→ **What you are asked to do**: Where the records below reach the line containing "Can you find the oven control", start transcribing, and end with the line containing "Can you find the table decoration?", exactly and with nothing else added.

START Data to examine

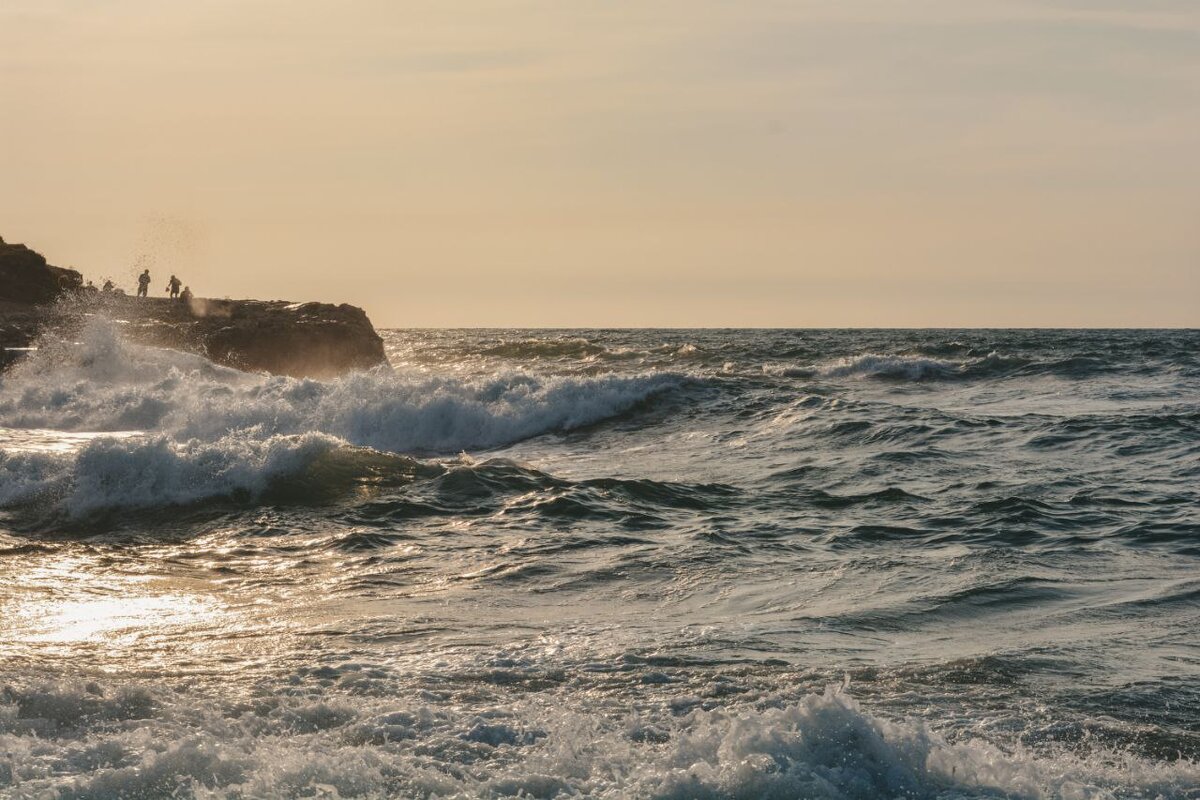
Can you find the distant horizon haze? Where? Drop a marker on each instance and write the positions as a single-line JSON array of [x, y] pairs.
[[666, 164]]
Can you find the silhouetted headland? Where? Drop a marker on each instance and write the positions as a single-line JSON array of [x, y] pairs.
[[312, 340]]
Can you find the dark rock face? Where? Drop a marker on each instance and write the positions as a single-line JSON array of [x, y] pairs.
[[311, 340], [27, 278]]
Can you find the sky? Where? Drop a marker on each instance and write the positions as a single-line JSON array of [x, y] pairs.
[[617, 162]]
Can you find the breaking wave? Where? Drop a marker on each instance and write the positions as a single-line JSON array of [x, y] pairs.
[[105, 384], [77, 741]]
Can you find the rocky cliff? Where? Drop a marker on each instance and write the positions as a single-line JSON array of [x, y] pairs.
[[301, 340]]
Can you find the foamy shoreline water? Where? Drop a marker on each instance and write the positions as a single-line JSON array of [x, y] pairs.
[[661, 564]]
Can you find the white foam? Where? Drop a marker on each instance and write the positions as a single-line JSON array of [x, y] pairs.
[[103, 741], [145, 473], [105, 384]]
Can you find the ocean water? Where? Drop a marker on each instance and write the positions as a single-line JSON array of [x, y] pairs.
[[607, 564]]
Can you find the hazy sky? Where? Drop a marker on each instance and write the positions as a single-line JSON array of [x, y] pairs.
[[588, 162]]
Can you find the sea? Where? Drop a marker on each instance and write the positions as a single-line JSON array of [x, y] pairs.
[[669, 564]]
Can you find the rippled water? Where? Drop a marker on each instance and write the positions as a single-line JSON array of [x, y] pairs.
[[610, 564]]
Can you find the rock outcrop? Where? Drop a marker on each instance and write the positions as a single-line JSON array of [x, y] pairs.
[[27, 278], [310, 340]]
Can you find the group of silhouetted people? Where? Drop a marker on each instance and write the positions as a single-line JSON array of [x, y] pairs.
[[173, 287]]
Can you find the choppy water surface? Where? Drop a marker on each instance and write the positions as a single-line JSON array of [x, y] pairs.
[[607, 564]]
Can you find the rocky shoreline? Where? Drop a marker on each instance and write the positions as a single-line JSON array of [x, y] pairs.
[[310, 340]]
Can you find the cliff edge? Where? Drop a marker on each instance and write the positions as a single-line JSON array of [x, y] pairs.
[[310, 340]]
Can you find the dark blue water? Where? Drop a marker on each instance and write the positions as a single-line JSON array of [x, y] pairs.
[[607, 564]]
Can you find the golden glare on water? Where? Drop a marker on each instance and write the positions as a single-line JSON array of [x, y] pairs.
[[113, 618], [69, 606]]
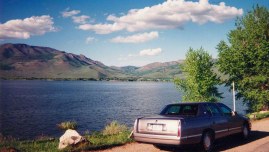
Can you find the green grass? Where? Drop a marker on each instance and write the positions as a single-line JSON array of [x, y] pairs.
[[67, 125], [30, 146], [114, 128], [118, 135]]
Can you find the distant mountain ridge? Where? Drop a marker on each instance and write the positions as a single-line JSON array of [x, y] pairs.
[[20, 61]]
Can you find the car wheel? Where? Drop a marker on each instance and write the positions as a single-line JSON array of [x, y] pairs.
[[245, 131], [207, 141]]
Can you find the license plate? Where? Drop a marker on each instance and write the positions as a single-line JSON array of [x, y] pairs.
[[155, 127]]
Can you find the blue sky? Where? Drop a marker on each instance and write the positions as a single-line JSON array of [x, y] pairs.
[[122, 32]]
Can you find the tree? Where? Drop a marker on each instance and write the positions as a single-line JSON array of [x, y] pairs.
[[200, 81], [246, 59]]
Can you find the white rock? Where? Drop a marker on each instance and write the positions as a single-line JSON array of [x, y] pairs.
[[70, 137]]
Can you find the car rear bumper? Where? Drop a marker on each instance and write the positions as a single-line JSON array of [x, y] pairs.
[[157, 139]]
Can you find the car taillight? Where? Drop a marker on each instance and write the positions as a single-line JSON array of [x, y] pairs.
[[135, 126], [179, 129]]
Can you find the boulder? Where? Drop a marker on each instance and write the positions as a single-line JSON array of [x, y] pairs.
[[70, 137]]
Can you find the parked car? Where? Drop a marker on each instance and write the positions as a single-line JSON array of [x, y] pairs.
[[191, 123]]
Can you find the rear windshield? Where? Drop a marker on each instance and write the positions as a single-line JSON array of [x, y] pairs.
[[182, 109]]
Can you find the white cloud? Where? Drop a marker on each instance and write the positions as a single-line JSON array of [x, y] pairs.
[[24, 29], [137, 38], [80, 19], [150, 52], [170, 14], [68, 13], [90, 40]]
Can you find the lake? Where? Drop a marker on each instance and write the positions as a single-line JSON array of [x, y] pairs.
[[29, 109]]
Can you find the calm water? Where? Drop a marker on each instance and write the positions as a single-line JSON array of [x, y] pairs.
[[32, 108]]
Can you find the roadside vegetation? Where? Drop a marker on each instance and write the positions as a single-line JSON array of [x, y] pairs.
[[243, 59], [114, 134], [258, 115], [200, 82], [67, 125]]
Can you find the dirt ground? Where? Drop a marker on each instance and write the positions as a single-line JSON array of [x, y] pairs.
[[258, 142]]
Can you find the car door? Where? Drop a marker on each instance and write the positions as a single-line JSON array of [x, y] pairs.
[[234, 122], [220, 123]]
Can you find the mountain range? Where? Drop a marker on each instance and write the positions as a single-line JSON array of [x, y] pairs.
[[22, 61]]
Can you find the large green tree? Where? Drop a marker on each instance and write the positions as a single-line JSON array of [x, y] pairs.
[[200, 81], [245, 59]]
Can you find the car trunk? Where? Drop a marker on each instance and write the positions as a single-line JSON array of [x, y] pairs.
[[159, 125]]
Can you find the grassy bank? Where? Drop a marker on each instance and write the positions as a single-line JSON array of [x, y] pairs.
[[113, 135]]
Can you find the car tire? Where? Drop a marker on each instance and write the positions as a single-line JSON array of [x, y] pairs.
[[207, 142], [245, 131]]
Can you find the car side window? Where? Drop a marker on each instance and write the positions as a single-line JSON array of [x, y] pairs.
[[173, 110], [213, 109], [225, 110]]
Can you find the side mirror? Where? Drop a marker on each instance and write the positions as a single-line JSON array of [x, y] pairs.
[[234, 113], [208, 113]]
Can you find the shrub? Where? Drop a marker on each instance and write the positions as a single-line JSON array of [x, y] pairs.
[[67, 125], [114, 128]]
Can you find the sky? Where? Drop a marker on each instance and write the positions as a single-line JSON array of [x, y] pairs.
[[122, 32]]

END Data to examine
START Data to examine

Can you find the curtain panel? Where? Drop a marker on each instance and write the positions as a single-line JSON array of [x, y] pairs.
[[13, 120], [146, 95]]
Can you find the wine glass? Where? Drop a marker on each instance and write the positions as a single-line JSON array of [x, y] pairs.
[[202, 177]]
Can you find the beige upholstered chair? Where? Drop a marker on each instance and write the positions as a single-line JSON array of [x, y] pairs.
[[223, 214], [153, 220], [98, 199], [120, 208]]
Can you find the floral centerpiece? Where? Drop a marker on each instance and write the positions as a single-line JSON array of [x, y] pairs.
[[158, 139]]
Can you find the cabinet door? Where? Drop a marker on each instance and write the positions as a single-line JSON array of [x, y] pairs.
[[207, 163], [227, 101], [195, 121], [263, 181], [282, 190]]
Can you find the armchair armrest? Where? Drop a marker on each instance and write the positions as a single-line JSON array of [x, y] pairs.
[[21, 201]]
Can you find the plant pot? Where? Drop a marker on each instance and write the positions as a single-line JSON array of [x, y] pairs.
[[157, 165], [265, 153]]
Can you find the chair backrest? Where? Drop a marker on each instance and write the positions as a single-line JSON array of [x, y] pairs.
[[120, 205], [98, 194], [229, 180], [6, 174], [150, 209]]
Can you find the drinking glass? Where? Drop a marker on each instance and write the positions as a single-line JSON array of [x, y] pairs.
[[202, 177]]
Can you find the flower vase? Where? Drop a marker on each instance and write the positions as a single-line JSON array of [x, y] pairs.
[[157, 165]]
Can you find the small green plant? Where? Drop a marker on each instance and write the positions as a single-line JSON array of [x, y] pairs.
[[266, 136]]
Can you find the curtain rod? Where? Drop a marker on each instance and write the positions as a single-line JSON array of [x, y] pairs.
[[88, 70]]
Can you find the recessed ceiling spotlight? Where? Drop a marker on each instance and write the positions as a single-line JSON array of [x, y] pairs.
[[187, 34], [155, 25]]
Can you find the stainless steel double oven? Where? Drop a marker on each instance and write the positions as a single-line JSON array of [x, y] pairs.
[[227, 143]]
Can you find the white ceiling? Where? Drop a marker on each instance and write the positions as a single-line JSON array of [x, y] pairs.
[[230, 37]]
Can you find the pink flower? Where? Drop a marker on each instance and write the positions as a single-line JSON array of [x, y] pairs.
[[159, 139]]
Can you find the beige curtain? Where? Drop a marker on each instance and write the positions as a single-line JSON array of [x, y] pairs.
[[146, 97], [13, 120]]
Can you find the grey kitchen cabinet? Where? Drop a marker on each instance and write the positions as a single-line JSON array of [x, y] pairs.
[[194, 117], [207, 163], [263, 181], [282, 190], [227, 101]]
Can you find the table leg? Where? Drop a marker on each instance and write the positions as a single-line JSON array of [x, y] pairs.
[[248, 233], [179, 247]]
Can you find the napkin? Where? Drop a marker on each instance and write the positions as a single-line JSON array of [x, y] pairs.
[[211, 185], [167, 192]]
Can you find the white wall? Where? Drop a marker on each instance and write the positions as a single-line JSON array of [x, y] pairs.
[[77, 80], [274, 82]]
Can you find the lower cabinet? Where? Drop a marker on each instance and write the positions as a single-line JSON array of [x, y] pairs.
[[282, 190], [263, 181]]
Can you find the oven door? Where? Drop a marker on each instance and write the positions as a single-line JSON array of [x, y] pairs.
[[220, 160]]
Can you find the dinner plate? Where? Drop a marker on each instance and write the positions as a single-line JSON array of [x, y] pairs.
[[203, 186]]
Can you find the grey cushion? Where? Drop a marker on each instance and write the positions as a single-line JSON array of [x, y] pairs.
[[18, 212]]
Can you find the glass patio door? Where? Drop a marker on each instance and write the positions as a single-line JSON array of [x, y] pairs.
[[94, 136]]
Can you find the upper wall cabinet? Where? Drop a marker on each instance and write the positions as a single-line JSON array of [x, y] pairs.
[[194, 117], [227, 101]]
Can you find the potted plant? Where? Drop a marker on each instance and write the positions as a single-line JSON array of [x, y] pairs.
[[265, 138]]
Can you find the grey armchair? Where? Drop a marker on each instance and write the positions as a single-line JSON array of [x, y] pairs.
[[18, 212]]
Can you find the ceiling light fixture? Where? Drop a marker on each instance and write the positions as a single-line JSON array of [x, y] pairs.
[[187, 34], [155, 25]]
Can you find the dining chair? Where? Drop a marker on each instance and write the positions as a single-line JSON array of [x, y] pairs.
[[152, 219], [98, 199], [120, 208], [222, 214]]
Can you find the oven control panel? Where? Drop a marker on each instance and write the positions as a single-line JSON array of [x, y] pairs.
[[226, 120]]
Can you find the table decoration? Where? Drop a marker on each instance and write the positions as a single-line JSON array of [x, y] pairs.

END Data to examine
START Data to examine

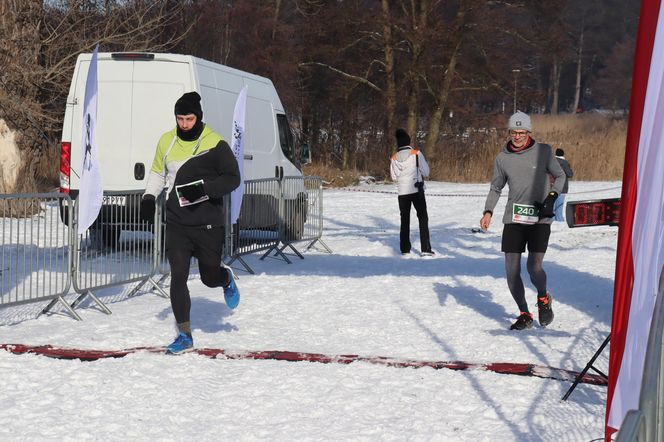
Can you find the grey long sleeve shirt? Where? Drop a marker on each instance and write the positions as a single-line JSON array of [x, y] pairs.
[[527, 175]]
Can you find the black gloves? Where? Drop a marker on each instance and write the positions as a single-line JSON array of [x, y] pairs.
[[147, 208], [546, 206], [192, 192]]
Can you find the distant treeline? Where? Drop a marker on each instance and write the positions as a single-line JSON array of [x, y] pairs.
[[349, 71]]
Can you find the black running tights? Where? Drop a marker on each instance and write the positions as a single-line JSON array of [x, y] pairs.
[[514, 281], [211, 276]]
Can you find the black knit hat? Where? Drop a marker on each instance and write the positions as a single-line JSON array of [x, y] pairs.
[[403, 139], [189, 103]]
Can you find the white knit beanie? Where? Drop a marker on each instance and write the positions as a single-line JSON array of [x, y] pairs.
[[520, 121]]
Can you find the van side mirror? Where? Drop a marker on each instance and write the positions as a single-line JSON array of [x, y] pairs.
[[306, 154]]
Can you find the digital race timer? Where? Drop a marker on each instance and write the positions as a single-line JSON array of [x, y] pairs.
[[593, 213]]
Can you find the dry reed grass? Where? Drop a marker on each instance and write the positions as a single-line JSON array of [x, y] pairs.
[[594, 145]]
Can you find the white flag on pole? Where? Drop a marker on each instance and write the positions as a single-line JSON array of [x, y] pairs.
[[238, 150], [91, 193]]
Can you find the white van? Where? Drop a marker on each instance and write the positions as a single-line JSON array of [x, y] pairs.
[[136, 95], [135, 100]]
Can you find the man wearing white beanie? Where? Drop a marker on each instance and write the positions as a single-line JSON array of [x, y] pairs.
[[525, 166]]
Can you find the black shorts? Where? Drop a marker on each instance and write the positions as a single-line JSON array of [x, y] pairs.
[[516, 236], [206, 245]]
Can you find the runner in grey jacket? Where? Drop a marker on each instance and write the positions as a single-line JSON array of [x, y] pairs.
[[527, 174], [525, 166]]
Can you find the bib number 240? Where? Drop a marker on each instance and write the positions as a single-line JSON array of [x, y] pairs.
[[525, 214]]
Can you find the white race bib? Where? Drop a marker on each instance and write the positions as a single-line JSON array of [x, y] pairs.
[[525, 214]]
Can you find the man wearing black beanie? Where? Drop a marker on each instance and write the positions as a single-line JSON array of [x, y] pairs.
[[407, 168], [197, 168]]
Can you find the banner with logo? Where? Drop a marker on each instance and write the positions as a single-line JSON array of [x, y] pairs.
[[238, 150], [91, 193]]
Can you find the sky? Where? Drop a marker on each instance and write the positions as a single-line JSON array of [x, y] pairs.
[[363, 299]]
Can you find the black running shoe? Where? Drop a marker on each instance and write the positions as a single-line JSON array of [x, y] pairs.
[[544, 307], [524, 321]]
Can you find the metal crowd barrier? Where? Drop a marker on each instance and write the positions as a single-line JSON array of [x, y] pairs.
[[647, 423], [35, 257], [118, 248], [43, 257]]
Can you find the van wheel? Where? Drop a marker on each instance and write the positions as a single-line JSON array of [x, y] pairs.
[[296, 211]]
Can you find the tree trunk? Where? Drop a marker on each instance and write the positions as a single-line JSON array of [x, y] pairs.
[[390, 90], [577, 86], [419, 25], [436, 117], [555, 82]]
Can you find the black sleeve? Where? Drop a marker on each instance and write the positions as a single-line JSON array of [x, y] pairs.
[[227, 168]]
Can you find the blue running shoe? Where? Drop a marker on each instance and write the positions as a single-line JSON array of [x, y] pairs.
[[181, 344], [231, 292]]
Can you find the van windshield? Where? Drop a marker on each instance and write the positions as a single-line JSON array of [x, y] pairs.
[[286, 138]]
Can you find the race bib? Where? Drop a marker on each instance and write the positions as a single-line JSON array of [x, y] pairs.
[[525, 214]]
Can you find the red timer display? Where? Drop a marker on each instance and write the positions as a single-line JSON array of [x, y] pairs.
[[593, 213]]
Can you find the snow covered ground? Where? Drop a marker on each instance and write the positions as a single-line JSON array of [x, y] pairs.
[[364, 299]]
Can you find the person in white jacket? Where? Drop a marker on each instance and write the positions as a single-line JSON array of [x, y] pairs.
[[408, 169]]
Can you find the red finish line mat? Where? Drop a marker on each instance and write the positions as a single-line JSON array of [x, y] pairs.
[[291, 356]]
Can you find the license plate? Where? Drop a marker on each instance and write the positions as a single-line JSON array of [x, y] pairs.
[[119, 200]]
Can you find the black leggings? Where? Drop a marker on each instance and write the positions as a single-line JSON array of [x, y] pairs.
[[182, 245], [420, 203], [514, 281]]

END Data to examine

→ **Completed task**:
Can you find the oven control panel? Where? Drop a marker on each instance and write the positions as a single-line JSON array of [x, y] pairs.
[[226, 120]]
Can you find the table decoration? Where? Drop a marker on each instance and write the positions as a single-line JSON array of [x, y] pairs.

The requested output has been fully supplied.